### MATERIAL PROVIDED:
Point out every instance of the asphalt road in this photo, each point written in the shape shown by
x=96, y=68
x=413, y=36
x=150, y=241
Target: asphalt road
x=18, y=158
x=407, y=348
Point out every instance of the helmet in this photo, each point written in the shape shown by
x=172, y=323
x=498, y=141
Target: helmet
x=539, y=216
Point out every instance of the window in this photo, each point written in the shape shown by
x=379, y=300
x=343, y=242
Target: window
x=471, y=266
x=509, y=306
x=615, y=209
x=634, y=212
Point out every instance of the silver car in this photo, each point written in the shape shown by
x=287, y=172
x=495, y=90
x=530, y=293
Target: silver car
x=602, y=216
---
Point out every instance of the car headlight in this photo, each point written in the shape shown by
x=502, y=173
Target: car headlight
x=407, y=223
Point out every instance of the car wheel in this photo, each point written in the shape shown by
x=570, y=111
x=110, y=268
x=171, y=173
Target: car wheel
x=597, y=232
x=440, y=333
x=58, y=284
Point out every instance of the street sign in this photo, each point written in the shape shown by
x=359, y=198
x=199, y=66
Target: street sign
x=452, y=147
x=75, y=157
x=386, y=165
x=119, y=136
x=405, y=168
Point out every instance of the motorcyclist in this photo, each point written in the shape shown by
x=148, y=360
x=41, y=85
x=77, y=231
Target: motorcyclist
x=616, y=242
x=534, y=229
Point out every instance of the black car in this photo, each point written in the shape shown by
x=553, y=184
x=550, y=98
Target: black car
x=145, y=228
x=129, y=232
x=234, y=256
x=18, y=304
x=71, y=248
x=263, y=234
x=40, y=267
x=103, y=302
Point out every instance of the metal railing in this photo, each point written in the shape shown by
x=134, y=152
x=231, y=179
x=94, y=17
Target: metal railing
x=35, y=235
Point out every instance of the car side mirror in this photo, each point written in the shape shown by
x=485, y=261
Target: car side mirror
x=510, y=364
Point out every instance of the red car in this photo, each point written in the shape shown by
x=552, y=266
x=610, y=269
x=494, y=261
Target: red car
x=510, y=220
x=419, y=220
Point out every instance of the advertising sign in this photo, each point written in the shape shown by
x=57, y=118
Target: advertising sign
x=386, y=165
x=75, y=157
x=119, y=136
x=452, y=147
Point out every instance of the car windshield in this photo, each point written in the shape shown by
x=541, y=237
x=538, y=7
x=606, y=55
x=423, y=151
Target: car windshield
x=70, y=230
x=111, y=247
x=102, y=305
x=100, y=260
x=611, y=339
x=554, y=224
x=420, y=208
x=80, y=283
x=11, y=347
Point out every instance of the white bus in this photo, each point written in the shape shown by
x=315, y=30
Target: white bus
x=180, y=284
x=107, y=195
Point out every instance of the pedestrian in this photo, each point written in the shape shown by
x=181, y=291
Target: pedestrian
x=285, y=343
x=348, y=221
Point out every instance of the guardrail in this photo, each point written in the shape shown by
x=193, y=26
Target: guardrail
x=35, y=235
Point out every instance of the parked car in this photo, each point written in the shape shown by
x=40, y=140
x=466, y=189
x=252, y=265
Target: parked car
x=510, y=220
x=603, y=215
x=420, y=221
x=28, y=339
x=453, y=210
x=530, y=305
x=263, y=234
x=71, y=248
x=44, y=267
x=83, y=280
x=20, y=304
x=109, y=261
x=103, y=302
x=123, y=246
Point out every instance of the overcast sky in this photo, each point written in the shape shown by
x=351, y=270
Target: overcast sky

### PROBLEM TO SOLVE:
Copy the entries above exactly, but only from the line holding "x=252, y=265" through the line holding "Target: overcast sky", both included.

### WRITTEN ANSWER:
x=252, y=265
Target: parked car
x=510, y=220
x=603, y=215
x=420, y=221
x=28, y=339
x=453, y=210
x=530, y=305
x=263, y=234
x=71, y=248
x=44, y=267
x=83, y=280
x=20, y=304
x=109, y=261
x=103, y=302
x=123, y=246
Point out every instance of the overcast sky in this photo, each point written in the shape shown by
x=351, y=270
Target: overcast sky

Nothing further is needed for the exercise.